=== What the task requires ===
How many lines of the data below contain the string "chair"? Matching is case-sensitive; reply with the number only.

=== Dataset content ===

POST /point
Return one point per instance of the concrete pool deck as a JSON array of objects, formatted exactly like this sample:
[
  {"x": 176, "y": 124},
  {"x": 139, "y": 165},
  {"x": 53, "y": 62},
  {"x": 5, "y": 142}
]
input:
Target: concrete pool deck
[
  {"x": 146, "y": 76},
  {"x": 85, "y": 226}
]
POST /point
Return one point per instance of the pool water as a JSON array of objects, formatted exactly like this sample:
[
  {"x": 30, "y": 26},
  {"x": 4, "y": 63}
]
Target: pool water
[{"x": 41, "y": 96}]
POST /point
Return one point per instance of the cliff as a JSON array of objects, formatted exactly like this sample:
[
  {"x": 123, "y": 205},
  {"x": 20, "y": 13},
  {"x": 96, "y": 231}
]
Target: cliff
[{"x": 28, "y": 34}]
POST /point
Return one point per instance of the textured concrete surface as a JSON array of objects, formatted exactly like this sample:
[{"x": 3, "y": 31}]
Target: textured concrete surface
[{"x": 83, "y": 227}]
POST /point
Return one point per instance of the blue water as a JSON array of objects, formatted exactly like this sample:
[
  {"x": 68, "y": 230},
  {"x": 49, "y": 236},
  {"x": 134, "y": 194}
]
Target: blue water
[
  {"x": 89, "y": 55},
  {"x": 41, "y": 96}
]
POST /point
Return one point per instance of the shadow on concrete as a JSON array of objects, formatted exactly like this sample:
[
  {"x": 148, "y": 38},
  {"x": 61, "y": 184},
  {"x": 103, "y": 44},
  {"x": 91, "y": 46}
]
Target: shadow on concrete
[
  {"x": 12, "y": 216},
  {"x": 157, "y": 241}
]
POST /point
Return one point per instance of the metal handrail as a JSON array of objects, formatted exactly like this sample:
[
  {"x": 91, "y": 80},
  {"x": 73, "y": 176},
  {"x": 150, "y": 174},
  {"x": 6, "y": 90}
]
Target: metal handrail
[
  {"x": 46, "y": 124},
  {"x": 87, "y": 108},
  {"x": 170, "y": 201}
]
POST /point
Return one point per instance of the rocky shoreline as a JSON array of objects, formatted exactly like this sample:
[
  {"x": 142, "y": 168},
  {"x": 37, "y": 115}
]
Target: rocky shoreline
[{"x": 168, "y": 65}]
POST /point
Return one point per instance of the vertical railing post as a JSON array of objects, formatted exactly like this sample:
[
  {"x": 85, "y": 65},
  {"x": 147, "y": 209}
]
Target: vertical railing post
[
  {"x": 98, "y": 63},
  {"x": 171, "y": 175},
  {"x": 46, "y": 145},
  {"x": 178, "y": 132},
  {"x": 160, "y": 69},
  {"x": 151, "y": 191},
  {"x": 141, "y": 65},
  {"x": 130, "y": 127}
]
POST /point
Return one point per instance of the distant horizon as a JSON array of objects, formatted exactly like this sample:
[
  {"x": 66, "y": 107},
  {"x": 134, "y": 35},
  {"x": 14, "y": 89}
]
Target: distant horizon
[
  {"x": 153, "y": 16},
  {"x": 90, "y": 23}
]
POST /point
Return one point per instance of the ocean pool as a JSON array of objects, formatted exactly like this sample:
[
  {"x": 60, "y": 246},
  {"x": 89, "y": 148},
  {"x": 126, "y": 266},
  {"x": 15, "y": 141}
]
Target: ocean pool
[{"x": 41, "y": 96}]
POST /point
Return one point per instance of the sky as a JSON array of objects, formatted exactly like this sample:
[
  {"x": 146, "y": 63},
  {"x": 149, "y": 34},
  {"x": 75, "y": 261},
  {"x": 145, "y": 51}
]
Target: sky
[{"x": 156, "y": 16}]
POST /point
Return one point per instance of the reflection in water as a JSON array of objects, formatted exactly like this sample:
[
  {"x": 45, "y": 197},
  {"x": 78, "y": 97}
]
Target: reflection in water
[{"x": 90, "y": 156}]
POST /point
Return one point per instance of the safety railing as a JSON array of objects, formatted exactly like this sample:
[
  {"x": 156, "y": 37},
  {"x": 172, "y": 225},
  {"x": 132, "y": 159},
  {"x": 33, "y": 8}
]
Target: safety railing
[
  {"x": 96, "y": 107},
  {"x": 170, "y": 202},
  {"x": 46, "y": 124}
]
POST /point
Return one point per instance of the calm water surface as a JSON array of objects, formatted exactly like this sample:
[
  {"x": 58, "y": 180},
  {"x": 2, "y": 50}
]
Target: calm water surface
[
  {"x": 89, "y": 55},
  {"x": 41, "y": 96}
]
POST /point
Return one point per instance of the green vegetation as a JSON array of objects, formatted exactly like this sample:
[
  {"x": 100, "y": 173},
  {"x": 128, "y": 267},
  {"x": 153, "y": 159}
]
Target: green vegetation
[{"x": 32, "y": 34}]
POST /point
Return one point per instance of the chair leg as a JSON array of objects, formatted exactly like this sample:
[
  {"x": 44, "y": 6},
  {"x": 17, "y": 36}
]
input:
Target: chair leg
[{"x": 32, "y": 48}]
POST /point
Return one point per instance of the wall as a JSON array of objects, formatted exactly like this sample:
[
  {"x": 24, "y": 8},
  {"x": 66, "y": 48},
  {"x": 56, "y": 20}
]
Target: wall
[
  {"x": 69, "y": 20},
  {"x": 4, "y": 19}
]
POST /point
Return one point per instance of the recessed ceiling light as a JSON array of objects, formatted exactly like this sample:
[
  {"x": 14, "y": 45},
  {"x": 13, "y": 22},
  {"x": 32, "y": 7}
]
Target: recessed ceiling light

=== The solution ===
2